== TASK DIRECTIONS ==
In full and without alteration, give the listing again.

== EXERCISE MATERIAL ==
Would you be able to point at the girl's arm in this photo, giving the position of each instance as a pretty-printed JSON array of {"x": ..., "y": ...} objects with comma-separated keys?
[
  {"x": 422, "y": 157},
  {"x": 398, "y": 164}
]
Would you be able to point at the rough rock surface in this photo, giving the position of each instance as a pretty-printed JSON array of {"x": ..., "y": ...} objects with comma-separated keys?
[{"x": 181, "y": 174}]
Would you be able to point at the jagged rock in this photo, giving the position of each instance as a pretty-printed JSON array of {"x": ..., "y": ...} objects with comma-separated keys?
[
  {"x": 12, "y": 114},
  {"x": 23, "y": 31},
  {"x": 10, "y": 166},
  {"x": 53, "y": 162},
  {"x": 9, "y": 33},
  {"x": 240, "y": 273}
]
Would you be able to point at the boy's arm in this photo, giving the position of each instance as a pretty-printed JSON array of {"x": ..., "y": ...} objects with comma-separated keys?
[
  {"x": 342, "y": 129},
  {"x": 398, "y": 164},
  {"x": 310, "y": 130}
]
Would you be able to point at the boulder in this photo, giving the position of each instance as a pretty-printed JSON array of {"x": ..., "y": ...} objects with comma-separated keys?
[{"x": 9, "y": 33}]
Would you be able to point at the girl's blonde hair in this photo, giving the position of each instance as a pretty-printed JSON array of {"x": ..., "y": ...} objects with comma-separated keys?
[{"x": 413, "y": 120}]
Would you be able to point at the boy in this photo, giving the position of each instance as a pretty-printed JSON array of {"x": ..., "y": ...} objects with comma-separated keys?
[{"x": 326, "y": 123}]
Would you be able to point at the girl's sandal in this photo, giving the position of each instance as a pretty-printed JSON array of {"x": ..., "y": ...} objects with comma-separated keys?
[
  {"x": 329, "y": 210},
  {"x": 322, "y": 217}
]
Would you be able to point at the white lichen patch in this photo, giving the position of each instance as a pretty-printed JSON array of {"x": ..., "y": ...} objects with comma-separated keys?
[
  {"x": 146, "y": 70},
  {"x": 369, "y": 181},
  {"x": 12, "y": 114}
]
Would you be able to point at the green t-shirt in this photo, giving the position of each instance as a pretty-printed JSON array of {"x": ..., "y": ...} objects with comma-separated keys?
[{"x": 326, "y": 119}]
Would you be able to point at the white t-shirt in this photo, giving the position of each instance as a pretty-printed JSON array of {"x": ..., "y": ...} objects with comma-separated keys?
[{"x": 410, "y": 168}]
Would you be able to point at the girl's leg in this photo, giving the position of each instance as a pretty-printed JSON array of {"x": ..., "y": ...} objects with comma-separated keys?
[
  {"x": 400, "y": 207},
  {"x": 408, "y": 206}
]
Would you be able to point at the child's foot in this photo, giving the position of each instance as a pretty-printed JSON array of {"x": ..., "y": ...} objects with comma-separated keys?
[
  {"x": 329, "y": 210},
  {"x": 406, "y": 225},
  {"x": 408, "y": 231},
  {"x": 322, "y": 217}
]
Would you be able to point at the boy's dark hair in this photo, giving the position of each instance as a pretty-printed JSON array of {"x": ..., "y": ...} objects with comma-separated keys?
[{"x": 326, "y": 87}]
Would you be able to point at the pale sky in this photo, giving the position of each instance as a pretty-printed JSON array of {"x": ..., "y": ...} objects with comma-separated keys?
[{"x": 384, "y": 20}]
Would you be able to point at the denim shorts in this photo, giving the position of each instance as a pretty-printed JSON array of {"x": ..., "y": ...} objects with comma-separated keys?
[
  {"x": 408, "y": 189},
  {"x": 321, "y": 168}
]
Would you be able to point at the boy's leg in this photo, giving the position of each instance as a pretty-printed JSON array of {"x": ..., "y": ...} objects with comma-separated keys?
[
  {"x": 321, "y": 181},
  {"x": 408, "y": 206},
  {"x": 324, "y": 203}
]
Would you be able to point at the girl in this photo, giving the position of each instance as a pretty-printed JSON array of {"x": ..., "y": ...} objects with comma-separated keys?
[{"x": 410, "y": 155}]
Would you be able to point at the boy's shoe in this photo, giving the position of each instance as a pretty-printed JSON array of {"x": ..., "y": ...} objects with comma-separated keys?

== EXPECTED OUTPUT ==
Would you be able to point at the girl's arm in this photo, giving the position of each instance as a pretty-printed JSON array of {"x": ..., "y": ...} objects with comma-separated keys?
[
  {"x": 422, "y": 157},
  {"x": 398, "y": 164}
]
Would you be able to point at the rough rock surface in this photo, giving the position of each instance as a pretty-printed JSON array of {"x": ..., "y": ...} objects with comma-separated keys?
[{"x": 181, "y": 174}]
Would you be able to point at the jagged rock in this photo, giving the position of each instance as a pretty-printed JSON array of {"x": ..., "y": ...} objects with comma-separated keys?
[
  {"x": 12, "y": 114},
  {"x": 23, "y": 31},
  {"x": 10, "y": 166},
  {"x": 53, "y": 162},
  {"x": 9, "y": 33},
  {"x": 240, "y": 273}
]
Would you be able to point at the boy's arm in this photo, giving the position of each instance as a pretty-printed JSON array of {"x": ..., "y": ...} objects with comma-separated keys?
[
  {"x": 342, "y": 129},
  {"x": 398, "y": 164},
  {"x": 310, "y": 130}
]
Would you be able to point at the boulder in this photo, giving the position of each instance as a pretty-printed JSON array of {"x": ..., "y": ...} objects with comma-separated keys?
[{"x": 9, "y": 33}]
Would you be able to point at the girl's blonde hair in this photo, giving the position of each instance as a pretty-printed JSON array of {"x": ..., "y": ...} objects with comma-separated keys?
[{"x": 413, "y": 120}]
Would you be able to point at the boy in this photo, giving the position of each instance as a pretty-printed JSON array of {"x": ..., "y": ...} objects with comma-separated keys?
[{"x": 326, "y": 123}]
Would you be able to point at the girl's sandal in this photo, giving the position of each instance as a pretty-printed JSON array of {"x": ..., "y": ...} objects with comma-separated keys?
[
  {"x": 329, "y": 210},
  {"x": 322, "y": 217}
]
Would you be able to point at the white lichen patch in this photo, giving the position of each instance as a pretty-printed JSON array of {"x": ..., "y": ...} objects with comma-separated keys?
[
  {"x": 146, "y": 70},
  {"x": 369, "y": 181},
  {"x": 12, "y": 114}
]
Would you be able to point at the green t-shirt in this photo, giving the position of each instance as a pretty-printed JSON array of {"x": ..., "y": ...} objects with comma-separated keys?
[{"x": 326, "y": 119}]
Would you be able to point at the white t-shirt in this photo, giving the position of each instance as a pretty-printed JSON array of {"x": ..., "y": ...} objects with comma-separated keys?
[{"x": 410, "y": 168}]
Would you be able to point at the girl's leg in this photo, giving the position of each instance as a pretty-printed JSON array of {"x": ..., "y": ...} objects with comma-separated keys?
[
  {"x": 400, "y": 207},
  {"x": 408, "y": 206}
]
Would you be able to point at the child's foot in this photo, giving the position of each instance as a pretty-printed JSON array of {"x": ..., "y": ...} objects with comma-separated keys?
[
  {"x": 329, "y": 210},
  {"x": 406, "y": 225},
  {"x": 408, "y": 231},
  {"x": 322, "y": 217}
]
Would you be able to point at the boy's dark hair in this photo, giving the position of each instance as a pretty-printed JSON array of {"x": ..., "y": ...} objects with comma-separated keys?
[{"x": 326, "y": 87}]
Would you be able to point at the pale sky in this photo, giving the position of each instance as a pretty-printed JSON array of {"x": ..., "y": ...} objects with comma-separated keys?
[{"x": 384, "y": 20}]
Would you be able to point at the denim shorts in this photo, giving the position of each instance as a pretty-printed JSON array of {"x": ..., "y": ...} objects with comma-separated keys?
[
  {"x": 408, "y": 189},
  {"x": 321, "y": 168}
]
Would you be able to point at the boy's leg in this photo, giving the position of each instance as a pretty-printed JSON array of {"x": ..., "y": ...} objects with comma-separated keys?
[
  {"x": 321, "y": 181},
  {"x": 408, "y": 206},
  {"x": 324, "y": 203}
]
Would you be able to point at the girl in this photo, giving the position of each instance as a pretty-printed JSON array of {"x": ..., "y": ...} objects with comma-separated keys?
[{"x": 410, "y": 155}]
Would you be able to point at the boy's shoe in this photo, giving the position of each instance as a pretty-printed JSON array of {"x": ..., "y": ...} objects with comma-separated keys?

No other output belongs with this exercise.